▸ **Task material**:
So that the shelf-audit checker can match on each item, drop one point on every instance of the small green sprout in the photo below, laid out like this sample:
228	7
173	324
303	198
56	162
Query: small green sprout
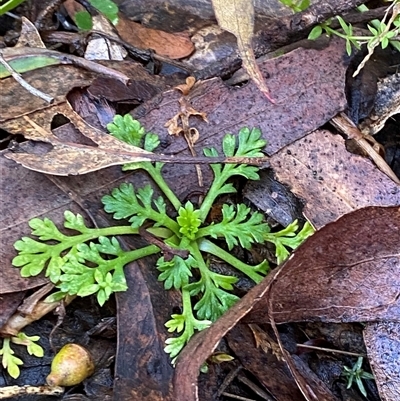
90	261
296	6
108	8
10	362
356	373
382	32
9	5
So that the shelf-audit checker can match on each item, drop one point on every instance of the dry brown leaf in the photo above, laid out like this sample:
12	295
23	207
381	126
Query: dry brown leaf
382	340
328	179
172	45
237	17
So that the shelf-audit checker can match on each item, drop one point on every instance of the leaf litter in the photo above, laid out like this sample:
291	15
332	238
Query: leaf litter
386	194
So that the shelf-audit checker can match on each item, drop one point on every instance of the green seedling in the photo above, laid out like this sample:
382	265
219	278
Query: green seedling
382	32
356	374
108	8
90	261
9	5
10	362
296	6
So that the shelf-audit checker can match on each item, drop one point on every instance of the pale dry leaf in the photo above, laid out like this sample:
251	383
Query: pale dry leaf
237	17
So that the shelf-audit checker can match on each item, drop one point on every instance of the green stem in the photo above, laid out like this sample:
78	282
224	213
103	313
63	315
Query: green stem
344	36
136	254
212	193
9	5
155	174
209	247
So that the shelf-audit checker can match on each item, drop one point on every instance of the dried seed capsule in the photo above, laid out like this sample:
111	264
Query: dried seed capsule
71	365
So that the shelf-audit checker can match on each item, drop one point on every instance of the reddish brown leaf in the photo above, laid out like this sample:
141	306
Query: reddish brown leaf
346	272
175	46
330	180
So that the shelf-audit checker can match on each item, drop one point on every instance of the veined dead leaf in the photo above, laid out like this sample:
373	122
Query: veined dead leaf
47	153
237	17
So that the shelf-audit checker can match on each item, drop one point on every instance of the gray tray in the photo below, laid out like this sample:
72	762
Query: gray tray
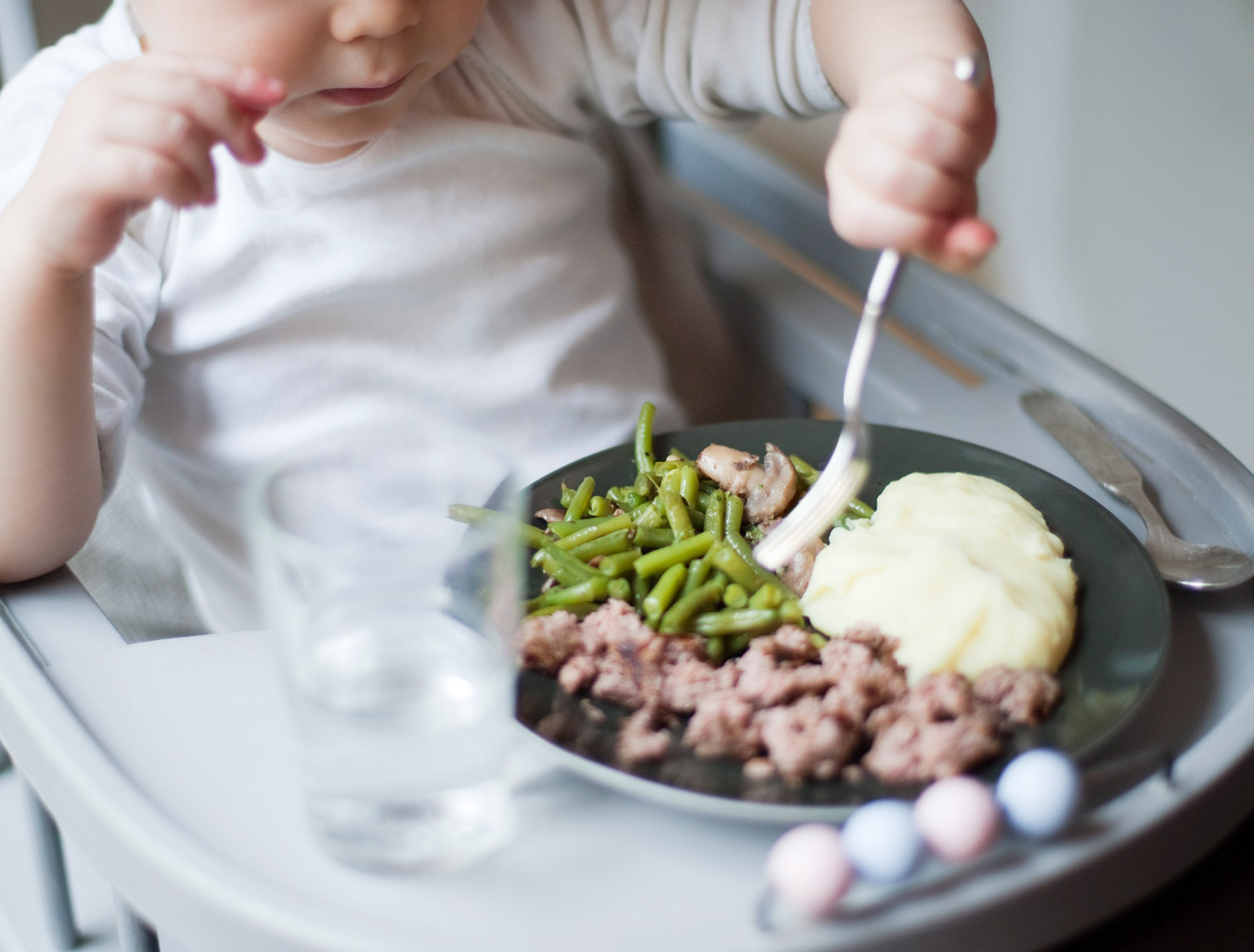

--

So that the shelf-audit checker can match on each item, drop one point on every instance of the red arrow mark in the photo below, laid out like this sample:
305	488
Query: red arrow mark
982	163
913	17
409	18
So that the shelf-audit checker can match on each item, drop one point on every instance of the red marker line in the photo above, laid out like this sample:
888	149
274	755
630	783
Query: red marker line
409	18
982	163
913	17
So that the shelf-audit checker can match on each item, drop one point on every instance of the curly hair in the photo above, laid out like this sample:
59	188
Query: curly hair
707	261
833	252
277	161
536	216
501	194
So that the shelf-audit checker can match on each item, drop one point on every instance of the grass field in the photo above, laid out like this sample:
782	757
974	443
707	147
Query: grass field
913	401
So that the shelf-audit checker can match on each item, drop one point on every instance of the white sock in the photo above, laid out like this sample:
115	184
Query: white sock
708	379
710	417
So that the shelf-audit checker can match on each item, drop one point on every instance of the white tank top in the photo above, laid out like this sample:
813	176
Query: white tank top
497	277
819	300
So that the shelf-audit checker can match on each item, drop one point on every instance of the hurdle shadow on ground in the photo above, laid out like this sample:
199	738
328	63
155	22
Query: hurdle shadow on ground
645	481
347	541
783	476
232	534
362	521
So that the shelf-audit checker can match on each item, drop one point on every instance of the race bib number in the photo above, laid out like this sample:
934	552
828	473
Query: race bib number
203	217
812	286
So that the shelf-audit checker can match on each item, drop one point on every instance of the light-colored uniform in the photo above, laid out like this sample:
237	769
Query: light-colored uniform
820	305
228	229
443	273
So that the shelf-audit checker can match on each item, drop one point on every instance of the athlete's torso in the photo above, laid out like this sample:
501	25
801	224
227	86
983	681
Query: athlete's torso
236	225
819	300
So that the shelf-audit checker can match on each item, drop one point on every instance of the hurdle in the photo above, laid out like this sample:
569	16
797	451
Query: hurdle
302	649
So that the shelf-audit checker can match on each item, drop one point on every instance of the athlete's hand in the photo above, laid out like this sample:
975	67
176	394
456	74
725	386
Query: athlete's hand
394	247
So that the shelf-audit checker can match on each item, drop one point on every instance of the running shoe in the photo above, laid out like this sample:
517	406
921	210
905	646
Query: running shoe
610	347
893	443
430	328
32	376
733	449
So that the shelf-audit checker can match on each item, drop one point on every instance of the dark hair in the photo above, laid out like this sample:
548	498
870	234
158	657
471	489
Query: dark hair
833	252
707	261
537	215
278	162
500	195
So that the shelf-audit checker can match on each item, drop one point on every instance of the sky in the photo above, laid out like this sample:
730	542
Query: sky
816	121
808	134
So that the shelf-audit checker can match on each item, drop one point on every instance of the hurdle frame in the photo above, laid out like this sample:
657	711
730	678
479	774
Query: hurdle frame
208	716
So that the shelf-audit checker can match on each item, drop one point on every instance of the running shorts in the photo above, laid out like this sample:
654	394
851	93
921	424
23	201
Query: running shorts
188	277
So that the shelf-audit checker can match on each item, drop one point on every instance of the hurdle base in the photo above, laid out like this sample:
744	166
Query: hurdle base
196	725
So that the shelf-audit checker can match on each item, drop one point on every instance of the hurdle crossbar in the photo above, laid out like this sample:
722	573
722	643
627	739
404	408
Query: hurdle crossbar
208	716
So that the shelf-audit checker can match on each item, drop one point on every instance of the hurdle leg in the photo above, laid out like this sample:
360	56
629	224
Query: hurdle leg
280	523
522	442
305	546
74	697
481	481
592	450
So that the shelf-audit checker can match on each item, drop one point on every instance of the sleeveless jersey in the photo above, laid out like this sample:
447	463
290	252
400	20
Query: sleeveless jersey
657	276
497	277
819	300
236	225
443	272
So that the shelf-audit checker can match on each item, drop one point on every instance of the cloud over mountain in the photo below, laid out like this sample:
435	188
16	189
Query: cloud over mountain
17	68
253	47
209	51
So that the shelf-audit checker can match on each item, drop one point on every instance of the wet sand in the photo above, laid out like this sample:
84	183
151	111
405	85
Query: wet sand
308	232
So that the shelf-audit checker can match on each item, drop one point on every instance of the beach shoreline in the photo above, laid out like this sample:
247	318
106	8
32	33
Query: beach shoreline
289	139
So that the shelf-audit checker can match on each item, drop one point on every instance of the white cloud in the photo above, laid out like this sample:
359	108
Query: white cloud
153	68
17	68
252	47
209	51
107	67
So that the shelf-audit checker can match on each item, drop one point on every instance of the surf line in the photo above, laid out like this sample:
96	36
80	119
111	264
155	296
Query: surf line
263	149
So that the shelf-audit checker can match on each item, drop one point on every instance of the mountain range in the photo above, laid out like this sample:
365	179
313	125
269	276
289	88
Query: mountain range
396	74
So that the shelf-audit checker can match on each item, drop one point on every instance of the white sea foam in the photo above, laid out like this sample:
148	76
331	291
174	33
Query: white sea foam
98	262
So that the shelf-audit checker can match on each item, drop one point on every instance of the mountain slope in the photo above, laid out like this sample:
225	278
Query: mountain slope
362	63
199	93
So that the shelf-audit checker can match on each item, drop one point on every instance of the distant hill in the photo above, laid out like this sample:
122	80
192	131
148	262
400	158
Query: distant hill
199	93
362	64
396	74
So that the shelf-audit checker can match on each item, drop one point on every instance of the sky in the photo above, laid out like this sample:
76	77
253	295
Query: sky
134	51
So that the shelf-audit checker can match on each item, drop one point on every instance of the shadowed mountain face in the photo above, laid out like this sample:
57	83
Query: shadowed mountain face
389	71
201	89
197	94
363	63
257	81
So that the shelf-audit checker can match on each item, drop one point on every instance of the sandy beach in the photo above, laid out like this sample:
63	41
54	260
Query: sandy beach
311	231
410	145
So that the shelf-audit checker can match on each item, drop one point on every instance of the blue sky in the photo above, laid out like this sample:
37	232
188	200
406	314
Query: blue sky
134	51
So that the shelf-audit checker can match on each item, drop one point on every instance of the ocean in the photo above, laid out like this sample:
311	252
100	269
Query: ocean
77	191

▸ **Given instruction**:
Reproduce verbatim the part of the entries that opens with the line containing "of the reddish" and closes with the line containing "Query: gray tray", including both of those lines.

▸ **The response**:
So that the shelf-audit checker can match on each item, drop one point on every instance of the reddish brown leaf in the photo above, laid out like this sample:
141	306
Query: reddish brown leaf
346	272
175	46
330	180
So that the shelf-audit checker can match on each item, drop one point on every instance of the veined dead leaf in the photo above, laid out like this sample:
373	122
Query: veined dead leaf
47	153
237	17
So that the shelf-audit checker can match on each item, drop one point on every instance of the gray tray in the photo below, laid out like this sample:
72	762
Query: gray tray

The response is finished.